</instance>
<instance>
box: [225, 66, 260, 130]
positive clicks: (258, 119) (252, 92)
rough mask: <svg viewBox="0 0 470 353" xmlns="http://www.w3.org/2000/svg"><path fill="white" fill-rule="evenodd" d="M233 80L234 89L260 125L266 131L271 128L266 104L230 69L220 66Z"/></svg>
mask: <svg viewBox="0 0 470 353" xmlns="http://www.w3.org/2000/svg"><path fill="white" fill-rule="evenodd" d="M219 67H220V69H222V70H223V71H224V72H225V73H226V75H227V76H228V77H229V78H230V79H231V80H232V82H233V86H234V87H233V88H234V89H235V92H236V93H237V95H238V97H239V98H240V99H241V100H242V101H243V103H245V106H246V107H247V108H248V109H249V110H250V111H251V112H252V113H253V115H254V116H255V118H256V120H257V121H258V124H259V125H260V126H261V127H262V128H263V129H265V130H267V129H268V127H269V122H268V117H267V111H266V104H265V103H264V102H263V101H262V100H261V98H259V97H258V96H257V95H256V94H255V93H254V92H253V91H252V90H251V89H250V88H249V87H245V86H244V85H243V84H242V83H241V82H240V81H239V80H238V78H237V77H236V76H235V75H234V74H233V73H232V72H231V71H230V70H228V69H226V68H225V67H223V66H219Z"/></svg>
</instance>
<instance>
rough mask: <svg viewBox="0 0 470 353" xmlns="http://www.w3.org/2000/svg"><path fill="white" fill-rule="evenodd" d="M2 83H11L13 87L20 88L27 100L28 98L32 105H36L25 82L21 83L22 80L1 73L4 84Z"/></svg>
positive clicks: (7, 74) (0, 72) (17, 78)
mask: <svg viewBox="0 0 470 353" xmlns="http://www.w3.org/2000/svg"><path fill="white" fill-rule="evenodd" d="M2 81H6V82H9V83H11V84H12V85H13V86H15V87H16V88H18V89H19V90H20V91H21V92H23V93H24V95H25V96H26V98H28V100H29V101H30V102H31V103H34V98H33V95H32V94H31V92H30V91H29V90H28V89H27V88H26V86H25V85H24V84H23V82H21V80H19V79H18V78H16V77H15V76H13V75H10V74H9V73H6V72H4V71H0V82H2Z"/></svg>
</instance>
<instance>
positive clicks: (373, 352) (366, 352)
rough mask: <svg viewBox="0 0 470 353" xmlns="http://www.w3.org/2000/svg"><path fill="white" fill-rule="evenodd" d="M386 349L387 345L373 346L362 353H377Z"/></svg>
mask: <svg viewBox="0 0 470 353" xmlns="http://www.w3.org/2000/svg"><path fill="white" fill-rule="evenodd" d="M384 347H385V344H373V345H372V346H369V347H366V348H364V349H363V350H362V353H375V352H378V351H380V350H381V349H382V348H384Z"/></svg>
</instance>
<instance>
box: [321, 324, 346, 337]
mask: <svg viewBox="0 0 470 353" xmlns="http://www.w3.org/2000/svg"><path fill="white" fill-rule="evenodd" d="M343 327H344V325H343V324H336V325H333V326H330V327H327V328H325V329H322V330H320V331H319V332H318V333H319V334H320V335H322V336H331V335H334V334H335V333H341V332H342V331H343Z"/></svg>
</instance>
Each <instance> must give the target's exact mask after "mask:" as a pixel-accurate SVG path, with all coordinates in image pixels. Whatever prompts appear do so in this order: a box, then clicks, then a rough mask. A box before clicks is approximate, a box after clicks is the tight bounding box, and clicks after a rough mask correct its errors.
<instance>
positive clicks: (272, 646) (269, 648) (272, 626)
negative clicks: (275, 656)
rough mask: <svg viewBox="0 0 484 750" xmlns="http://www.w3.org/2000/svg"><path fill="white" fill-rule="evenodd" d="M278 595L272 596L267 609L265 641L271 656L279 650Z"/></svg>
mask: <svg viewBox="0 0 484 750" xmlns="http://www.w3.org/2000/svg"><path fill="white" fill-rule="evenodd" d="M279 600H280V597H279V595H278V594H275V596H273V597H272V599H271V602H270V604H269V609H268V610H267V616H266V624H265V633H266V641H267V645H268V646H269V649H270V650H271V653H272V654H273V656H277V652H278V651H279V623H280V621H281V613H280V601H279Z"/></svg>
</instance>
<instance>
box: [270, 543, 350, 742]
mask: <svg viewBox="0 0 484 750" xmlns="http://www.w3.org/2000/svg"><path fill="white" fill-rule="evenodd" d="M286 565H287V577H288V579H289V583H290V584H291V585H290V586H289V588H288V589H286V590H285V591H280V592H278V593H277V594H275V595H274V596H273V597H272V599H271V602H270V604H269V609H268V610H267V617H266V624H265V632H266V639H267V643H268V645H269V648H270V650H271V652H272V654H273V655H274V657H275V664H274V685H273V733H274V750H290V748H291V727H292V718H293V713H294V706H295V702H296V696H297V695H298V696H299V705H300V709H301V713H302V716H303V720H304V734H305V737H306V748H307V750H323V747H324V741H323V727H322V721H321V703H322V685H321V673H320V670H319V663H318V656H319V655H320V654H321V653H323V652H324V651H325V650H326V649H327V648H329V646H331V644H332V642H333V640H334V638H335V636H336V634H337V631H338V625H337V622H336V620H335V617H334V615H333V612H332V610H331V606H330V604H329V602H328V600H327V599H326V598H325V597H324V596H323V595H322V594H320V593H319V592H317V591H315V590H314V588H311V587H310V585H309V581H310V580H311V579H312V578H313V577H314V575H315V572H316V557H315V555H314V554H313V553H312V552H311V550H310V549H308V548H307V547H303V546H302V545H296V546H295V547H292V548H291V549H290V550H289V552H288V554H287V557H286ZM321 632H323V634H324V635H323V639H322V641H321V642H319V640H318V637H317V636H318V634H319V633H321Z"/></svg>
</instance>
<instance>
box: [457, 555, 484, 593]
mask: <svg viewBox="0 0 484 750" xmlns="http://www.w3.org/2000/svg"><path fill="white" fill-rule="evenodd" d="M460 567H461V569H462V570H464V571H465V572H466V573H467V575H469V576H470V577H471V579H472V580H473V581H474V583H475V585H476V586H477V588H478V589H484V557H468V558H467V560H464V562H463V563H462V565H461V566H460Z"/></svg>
----------
WHAT YOU WILL DO
Nothing may be omitted. Restate all of the entries exactly.

SOLUTION
</instance>
<instance>
box: [225, 66, 260, 130]
positive clicks: (258, 119) (252, 92)
rough mask: <svg viewBox="0 0 470 353" xmlns="http://www.w3.org/2000/svg"><path fill="white" fill-rule="evenodd" d="M233 80L234 89L260 125L266 131L271 128L266 104L230 69L220 66Z"/></svg>
mask: <svg viewBox="0 0 470 353" xmlns="http://www.w3.org/2000/svg"><path fill="white" fill-rule="evenodd" d="M219 67H220V69H222V70H223V71H224V72H225V73H226V75H227V76H228V77H229V78H230V79H231V80H232V82H233V86H234V87H233V88H234V89H235V92H236V93H237V95H238V97H239V98H240V99H241V100H242V101H243V103H245V106H246V107H247V108H248V109H249V110H250V111H251V112H252V113H253V115H254V116H255V118H256V120H257V121H258V124H259V125H260V126H261V127H262V128H263V129H265V130H267V129H268V127H269V122H268V117H267V111H266V104H265V103H264V102H263V101H262V100H261V98H259V97H258V96H257V95H256V94H255V93H254V92H253V91H252V90H251V89H250V88H249V87H245V86H244V85H243V84H242V83H241V82H240V81H239V80H238V78H237V77H236V76H235V75H234V74H233V73H232V72H231V71H230V70H228V69H226V68H225V67H223V66H219Z"/></svg>
</instance>
<instance>
rough mask: <svg viewBox="0 0 470 353" xmlns="http://www.w3.org/2000/svg"><path fill="white" fill-rule="evenodd" d="M2 83H11L13 87L20 88L27 100L28 98L32 105H36L25 82L21 83L22 80L1 73L4 84Z"/></svg>
positive clicks: (7, 74) (0, 72) (17, 78)
mask: <svg viewBox="0 0 470 353" xmlns="http://www.w3.org/2000/svg"><path fill="white" fill-rule="evenodd" d="M2 81H6V82H9V83H11V84H12V85H13V86H15V87H16V88H18V89H19V90H20V91H21V92H23V93H24V95H25V96H26V98H28V100H29V101H30V102H31V103H34V98H33V95H32V94H31V92H30V91H29V90H28V89H27V88H26V86H25V85H24V84H23V82H21V80H19V79H18V78H16V77H15V76H13V75H10V74H9V73H6V72H4V71H0V82H2Z"/></svg>
</instance>
<instance>
positive clicks: (373, 352) (366, 352)
rough mask: <svg viewBox="0 0 470 353" xmlns="http://www.w3.org/2000/svg"><path fill="white" fill-rule="evenodd" d="M386 349L387 345L373 346L362 353H377Z"/></svg>
mask: <svg viewBox="0 0 470 353" xmlns="http://www.w3.org/2000/svg"><path fill="white" fill-rule="evenodd" d="M384 347H385V344H373V345H372V346H369V347H366V348H364V349H363V350H362V353H375V352H378V351H380V350H381V349H382V348H384Z"/></svg>
</instance>
<instance>
box: [321, 324, 346, 337]
mask: <svg viewBox="0 0 470 353" xmlns="http://www.w3.org/2000/svg"><path fill="white" fill-rule="evenodd" d="M343 327H344V325H343V324H336V325H333V326H330V327H327V328H325V329H322V330H320V331H319V332H318V333H319V334H320V335H322V336H331V335H334V334H335V333H341V332H342V331H343Z"/></svg>
</instance>
Each <instance> must give the target's exact mask after "mask:" as a pixel-accurate SVG path, with all coordinates in image pixels. Whatever prompts appear do so in this order: a box, then clicks, then a rough mask. A box before clicks is approximate, a box after clicks is the tight bounding box, and clicks after a rough mask correct its errors.
<instance>
positive clicks: (272, 646) (269, 648) (272, 626)
negative clicks: (275, 656)
rough mask: <svg viewBox="0 0 484 750" xmlns="http://www.w3.org/2000/svg"><path fill="white" fill-rule="evenodd" d="M278 595L272 596L267 609L265 641L271 656L279 650Z"/></svg>
mask: <svg viewBox="0 0 484 750" xmlns="http://www.w3.org/2000/svg"><path fill="white" fill-rule="evenodd" d="M279 600H280V597H279V595H278V594H275V596H273V597H272V599H271V602H270V604H269V609H268V610H267V616H266V624H265V633H266V641H267V645H268V646H269V649H270V650H271V653H272V654H273V656H277V652H278V651H279V623H280V621H281V613H280V601H279Z"/></svg>
</instance>
<instance>
box: [270, 543, 350, 742]
mask: <svg viewBox="0 0 484 750" xmlns="http://www.w3.org/2000/svg"><path fill="white" fill-rule="evenodd" d="M286 565H287V577H288V579H289V583H290V584H291V585H290V586H289V588H288V589H286V590H285V591H280V592H278V593H277V594H275V595H274V596H273V597H272V599H271V602H270V604H269V609H268V610H267V617H266V624H265V632H266V639H267V643H268V645H269V648H270V650H271V652H272V654H273V655H274V657H275V664H274V685H273V733H274V750H290V748H291V727H292V718H293V713H294V706H295V702H296V696H297V695H298V696H299V705H300V709H301V713H302V716H303V720H304V734H305V737H306V748H307V750H323V747H324V741H323V727H322V721H321V703H322V685H321V673H320V670H319V663H318V656H319V655H320V654H321V653H323V652H324V651H325V650H326V649H327V648H329V646H331V644H332V642H333V640H334V638H335V636H336V634H337V631H338V625H337V622H336V620H335V617H334V615H333V612H332V610H331V606H330V604H329V602H328V600H327V599H326V598H325V597H324V596H323V595H322V594H320V593H319V592H317V591H315V590H314V588H311V587H310V585H309V581H310V580H311V579H312V578H313V577H314V575H315V572H316V557H315V555H314V554H313V553H312V552H311V550H310V549H308V548H307V547H303V546H302V545H296V546H295V547H292V548H291V549H290V550H289V552H288V554H287V557H286ZM321 632H323V634H324V635H323V639H322V641H321V642H319V640H318V637H317V636H318V634H319V633H321Z"/></svg>
</instance>
<instance>
box: [457, 555, 484, 593]
mask: <svg viewBox="0 0 484 750" xmlns="http://www.w3.org/2000/svg"><path fill="white" fill-rule="evenodd" d="M460 567H461V569H462V570H464V571H465V572H466V573H467V575H469V576H470V577H471V579H472V580H473V581H474V583H475V585H476V586H477V588H478V589H484V557H468V558H467V560H464V562H463V563H462V565H461V566H460Z"/></svg>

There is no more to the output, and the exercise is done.